Dataset entries:
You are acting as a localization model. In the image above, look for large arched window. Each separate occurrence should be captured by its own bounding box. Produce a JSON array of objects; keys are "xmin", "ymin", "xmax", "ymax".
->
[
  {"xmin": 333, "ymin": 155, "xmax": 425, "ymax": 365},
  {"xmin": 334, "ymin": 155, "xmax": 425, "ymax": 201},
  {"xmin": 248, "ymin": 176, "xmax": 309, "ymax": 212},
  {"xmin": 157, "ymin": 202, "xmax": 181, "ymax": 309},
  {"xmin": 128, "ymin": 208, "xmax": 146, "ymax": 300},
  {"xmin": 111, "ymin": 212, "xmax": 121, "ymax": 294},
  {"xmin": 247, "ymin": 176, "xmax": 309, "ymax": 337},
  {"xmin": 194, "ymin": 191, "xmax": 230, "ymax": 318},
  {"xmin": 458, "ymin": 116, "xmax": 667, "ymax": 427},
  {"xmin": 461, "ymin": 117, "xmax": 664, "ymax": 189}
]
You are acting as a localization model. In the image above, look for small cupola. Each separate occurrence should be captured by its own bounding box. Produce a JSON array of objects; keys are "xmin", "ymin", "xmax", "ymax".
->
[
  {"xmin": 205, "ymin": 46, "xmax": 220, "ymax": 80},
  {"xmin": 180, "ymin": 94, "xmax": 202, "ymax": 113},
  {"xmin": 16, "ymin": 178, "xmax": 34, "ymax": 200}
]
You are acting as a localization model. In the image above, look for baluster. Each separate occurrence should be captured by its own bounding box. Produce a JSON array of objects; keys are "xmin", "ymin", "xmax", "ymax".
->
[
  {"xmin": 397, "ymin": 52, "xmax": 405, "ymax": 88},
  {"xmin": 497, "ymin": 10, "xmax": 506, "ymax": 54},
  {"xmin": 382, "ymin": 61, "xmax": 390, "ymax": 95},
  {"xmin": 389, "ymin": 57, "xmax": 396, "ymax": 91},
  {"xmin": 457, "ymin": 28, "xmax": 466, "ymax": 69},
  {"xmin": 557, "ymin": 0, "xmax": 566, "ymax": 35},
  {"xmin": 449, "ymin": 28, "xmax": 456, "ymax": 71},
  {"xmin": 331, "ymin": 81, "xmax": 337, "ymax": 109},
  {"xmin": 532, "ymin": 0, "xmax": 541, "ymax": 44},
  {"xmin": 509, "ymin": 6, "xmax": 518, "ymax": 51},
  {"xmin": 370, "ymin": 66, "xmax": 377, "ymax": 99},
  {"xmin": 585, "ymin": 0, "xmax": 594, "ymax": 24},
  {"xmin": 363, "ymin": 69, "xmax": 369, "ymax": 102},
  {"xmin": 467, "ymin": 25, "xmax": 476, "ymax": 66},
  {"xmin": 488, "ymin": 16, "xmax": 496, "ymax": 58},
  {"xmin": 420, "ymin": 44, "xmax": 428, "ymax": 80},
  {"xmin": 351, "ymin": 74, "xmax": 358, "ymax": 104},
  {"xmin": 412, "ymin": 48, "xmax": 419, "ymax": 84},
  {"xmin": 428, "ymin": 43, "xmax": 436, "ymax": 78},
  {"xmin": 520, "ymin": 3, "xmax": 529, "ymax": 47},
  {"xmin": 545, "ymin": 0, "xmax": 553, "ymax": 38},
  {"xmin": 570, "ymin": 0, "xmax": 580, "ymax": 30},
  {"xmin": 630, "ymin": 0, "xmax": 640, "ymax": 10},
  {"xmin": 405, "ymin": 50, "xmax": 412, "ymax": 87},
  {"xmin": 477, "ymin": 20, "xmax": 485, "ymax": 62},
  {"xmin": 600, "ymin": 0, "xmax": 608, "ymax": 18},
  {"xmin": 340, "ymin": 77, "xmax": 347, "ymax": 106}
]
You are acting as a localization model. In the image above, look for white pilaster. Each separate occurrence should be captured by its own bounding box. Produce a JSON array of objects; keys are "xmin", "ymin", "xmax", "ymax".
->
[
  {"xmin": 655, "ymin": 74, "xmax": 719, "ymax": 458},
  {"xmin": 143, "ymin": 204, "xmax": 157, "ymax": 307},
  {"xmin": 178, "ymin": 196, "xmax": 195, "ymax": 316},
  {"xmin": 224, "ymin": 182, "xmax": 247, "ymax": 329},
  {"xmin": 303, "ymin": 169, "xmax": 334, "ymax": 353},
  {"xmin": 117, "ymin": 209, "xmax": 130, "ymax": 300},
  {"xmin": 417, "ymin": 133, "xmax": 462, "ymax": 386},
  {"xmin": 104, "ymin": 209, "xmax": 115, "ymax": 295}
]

WHAT IS BEING ASKED: Repeat the records word for word.

ANSWER:
You are acting as a localization model. In the image above, look for large arched window. Each separate occurrence should be captured by its own bounding box. Produce a JSON array of objects; keys are "xmin", "ymin", "xmax", "ymax".
->
[
  {"xmin": 333, "ymin": 155, "xmax": 425, "ymax": 365},
  {"xmin": 334, "ymin": 155, "xmax": 425, "ymax": 201},
  {"xmin": 248, "ymin": 176, "xmax": 309, "ymax": 212},
  {"xmin": 157, "ymin": 202, "xmax": 181, "ymax": 309},
  {"xmin": 128, "ymin": 208, "xmax": 146, "ymax": 300},
  {"xmin": 111, "ymin": 212, "xmax": 121, "ymax": 294},
  {"xmin": 247, "ymin": 176, "xmax": 309, "ymax": 337},
  {"xmin": 194, "ymin": 191, "xmax": 230, "ymax": 318},
  {"xmin": 458, "ymin": 116, "xmax": 667, "ymax": 427},
  {"xmin": 461, "ymin": 117, "xmax": 664, "ymax": 189}
]
You are acting as a localization model. In the image above, look for small cupola. Each separate occurrence should be captured by its own bounding box. Produce a JSON array of objects; keys are "xmin", "ymin", "xmax", "ymax".
->
[
  {"xmin": 205, "ymin": 46, "xmax": 220, "ymax": 80},
  {"xmin": 180, "ymin": 94, "xmax": 202, "ymax": 113},
  {"xmin": 16, "ymin": 178, "xmax": 34, "ymax": 200}
]
You are acting as a localization model. In the image above, look for baluster. Each separate occurrence should be captured by its own bounding box. Produce a JSON array of objects; keys are "xmin", "ymin", "xmax", "ymax".
->
[
  {"xmin": 397, "ymin": 52, "xmax": 405, "ymax": 88},
  {"xmin": 497, "ymin": 10, "xmax": 506, "ymax": 54},
  {"xmin": 382, "ymin": 61, "xmax": 390, "ymax": 95},
  {"xmin": 389, "ymin": 57, "xmax": 396, "ymax": 91},
  {"xmin": 457, "ymin": 28, "xmax": 466, "ymax": 69},
  {"xmin": 557, "ymin": 0, "xmax": 566, "ymax": 35},
  {"xmin": 449, "ymin": 28, "xmax": 456, "ymax": 71},
  {"xmin": 331, "ymin": 81, "xmax": 337, "ymax": 109},
  {"xmin": 532, "ymin": 0, "xmax": 541, "ymax": 44},
  {"xmin": 509, "ymin": 6, "xmax": 518, "ymax": 51},
  {"xmin": 370, "ymin": 66, "xmax": 377, "ymax": 99},
  {"xmin": 585, "ymin": 0, "xmax": 594, "ymax": 24},
  {"xmin": 363, "ymin": 69, "xmax": 369, "ymax": 102},
  {"xmin": 467, "ymin": 25, "xmax": 476, "ymax": 66},
  {"xmin": 488, "ymin": 16, "xmax": 496, "ymax": 58},
  {"xmin": 420, "ymin": 44, "xmax": 428, "ymax": 80},
  {"xmin": 351, "ymin": 74, "xmax": 358, "ymax": 104},
  {"xmin": 412, "ymin": 48, "xmax": 419, "ymax": 84},
  {"xmin": 428, "ymin": 43, "xmax": 436, "ymax": 78},
  {"xmin": 520, "ymin": 3, "xmax": 529, "ymax": 47},
  {"xmin": 545, "ymin": 0, "xmax": 553, "ymax": 38},
  {"xmin": 570, "ymin": 0, "xmax": 580, "ymax": 30},
  {"xmin": 630, "ymin": 0, "xmax": 640, "ymax": 10},
  {"xmin": 405, "ymin": 50, "xmax": 412, "ymax": 87},
  {"xmin": 477, "ymin": 20, "xmax": 485, "ymax": 62},
  {"xmin": 600, "ymin": 0, "xmax": 608, "ymax": 18},
  {"xmin": 340, "ymin": 77, "xmax": 347, "ymax": 106}
]
You are acting as a localization model. In the image above, look for white pilaster. Each separate occurrence should be captured by its own bounding box. Produce a JSON array of objects; keys are "xmin", "ymin", "xmax", "ymax".
->
[
  {"xmin": 655, "ymin": 74, "xmax": 719, "ymax": 458},
  {"xmin": 143, "ymin": 204, "xmax": 157, "ymax": 307},
  {"xmin": 178, "ymin": 196, "xmax": 195, "ymax": 316},
  {"xmin": 224, "ymin": 182, "xmax": 247, "ymax": 329},
  {"xmin": 303, "ymin": 169, "xmax": 334, "ymax": 353},
  {"xmin": 117, "ymin": 209, "xmax": 130, "ymax": 300},
  {"xmin": 417, "ymin": 133, "xmax": 462, "ymax": 386},
  {"xmin": 104, "ymin": 209, "xmax": 115, "ymax": 295}
]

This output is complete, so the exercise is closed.